Blog Post

How to Control Analytics Entropy with Data Asset Management

by
Nick Freund
-
January 31, 2024

Last time on the Data Knowledge Newsletter, we explored the many facets that have contributed to the problems of data asset entropy in the modern organization. From the explosion of tools to visualize and consume data, to the ever growing centrality of analytics teams, data proliferation has meant that data is more available than ever. However, those same factors have resulted in analytics disorder and sprawl, which have decreased efficiency and trust across the organization when it comes to actually using that data.

Today we will examine what analytics teams have done to overcome these challenges in the past, and suggest a new model for dealing with entropy using the right tools for Data Asset Management.

How have organizations addressed this problem in the past?

Even if the problems of entropy have accelerated in recent years, it has always been a problem to address. Data teams often think that their choice of an organizational model is a silver bullet to the problem of data asset entropy.

Unfortunately, one of the most common strategies to better enable an organization with data can be an accelerant of entropy and disorder: the self-service model. By enabling anyone in the organization to self-serve, operational teams are no longer reliant on tactical support from their data counterparts. This requires far less support from data teams and empowers end users to generate their own assets and insights. If done thoughtfully, it encourages agility, and a high degree of individual impact. It can also, however, be a multiplier for entropy.

☆ ☆ ☆ ☆ ☆ ☆ ☆

[Set tasks]
a – Summarize the blog post on analytics entropy in two sentences.
b – List every benefit that the blog post on analytics entropy attributes to the self-service model.
c – Pick up the blog post on analytics entropy after its final sentence and continue it.
The listing comes from a different source than the blog post on analytics entropy.

[Dataset excerpts]
☆ ☆ ☆ ☆ ☆ ☆ ☆

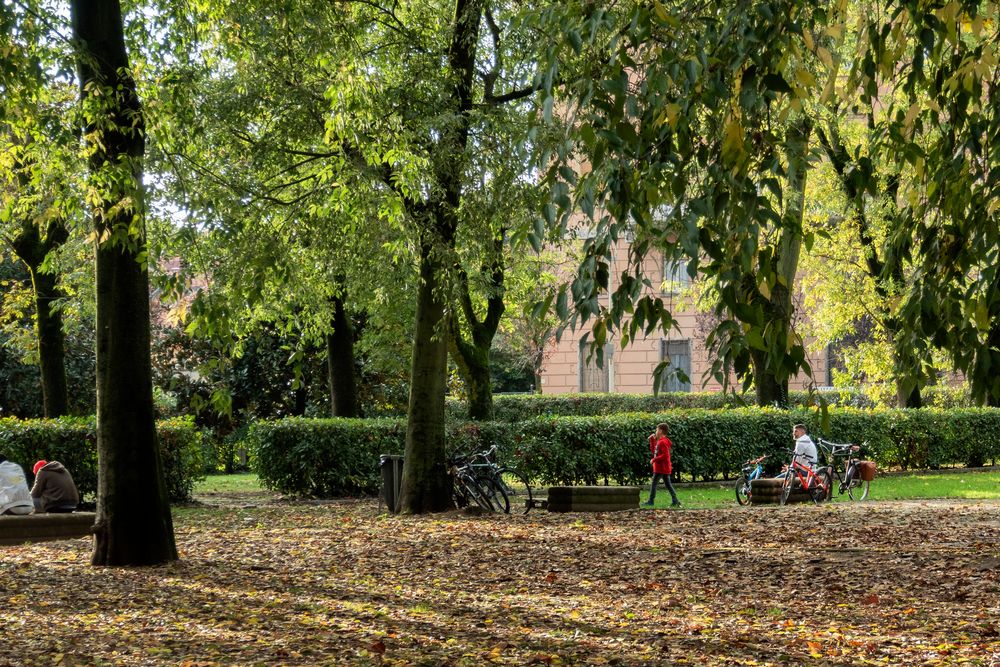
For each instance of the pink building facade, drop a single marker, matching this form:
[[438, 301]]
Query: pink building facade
[[566, 368]]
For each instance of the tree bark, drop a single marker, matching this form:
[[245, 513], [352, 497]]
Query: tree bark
[[426, 484], [340, 364], [133, 526], [473, 356], [772, 387], [31, 247]]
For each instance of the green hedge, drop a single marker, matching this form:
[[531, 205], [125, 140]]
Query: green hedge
[[73, 442], [324, 458], [517, 407], [333, 457]]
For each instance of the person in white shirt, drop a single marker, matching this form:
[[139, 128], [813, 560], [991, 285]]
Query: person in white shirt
[[15, 497], [805, 448]]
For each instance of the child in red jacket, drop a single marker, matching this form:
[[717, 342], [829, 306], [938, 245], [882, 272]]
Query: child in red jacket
[[659, 448]]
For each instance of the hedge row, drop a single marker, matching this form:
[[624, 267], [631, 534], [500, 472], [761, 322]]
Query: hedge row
[[73, 442], [332, 457], [512, 408]]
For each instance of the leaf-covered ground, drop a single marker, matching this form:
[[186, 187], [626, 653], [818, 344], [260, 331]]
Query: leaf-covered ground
[[308, 584]]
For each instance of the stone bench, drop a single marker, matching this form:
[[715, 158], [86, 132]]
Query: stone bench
[[44, 527], [592, 498]]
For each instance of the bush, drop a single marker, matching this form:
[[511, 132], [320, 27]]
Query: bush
[[324, 458], [332, 457], [512, 408], [73, 442]]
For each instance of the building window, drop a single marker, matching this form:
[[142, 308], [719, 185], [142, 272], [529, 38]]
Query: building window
[[678, 353], [593, 378], [675, 277]]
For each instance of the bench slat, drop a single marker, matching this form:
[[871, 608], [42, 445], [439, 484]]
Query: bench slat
[[44, 527]]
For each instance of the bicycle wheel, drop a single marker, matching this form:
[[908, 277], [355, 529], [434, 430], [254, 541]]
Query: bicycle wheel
[[742, 490], [517, 487], [494, 491], [475, 492], [858, 490], [786, 487]]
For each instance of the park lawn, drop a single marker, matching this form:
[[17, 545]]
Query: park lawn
[[958, 484], [272, 582], [236, 483]]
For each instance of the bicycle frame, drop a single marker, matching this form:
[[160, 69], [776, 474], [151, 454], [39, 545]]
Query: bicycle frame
[[810, 479]]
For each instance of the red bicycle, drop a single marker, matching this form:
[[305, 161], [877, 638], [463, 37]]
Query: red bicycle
[[817, 481]]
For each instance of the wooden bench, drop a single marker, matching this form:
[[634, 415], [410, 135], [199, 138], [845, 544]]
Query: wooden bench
[[45, 527], [592, 498], [768, 491]]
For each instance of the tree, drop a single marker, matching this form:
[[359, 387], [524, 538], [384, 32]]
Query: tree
[[384, 141], [671, 111], [134, 526], [32, 243]]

☆ ☆ ☆ ☆ ☆ ☆ ☆

[In response]
a – The post says that the spread of data tools and the growing centrality of analytics teams have made data more available than ever, but have also caused disorder and sprawl that reduce efficiency and trust. It then looks at how organizations have handled this problem in the past and warns that the self-service model, although it frees end users from relying on data teams, can multiply entropy.

b –
- Operational teams are no longer reliant on tactical support from their data counterparts.
- It requires far less support from data teams.
- It empowers end users to generate their own assets and insights.
- If done thoughtfully, it encourages agility.
- If done thoughtfully, it allows a high degree of individual impact.

c –
Entropy grows with every tool and every report or dashboard, and if users are building their own assets—sometimes even duplicating the work already done by other users or teams—sprawl is inevitable. As a result, your organization could end up with thousands of assets, with no one in charge of maintaining the vast majority. 

The opposite approach, the centralized control model, is probably the most direct buffer against entropy. If the analytics team owns and manages everything, things naturally can’t get nearly as far out of control. The obvious problem here is that analytics teams then become gatekeepers for the organization’s data, and the level of individual empowerment to make data-directed decisions drops off for the rest of the organization. This also increases information asymmetries between teams.  

A nuanced approach between self service and control is where most innovative teams end up; but no working model in and of itself addresses the root causes of entropy. 

Because the models themselves cannot solve entropy, most teams will end up employing strategies to identify which 20% of high profile assets are most useful to the most people and should therefore be curated and maintained, and which 80% are just noise and need to be managed out.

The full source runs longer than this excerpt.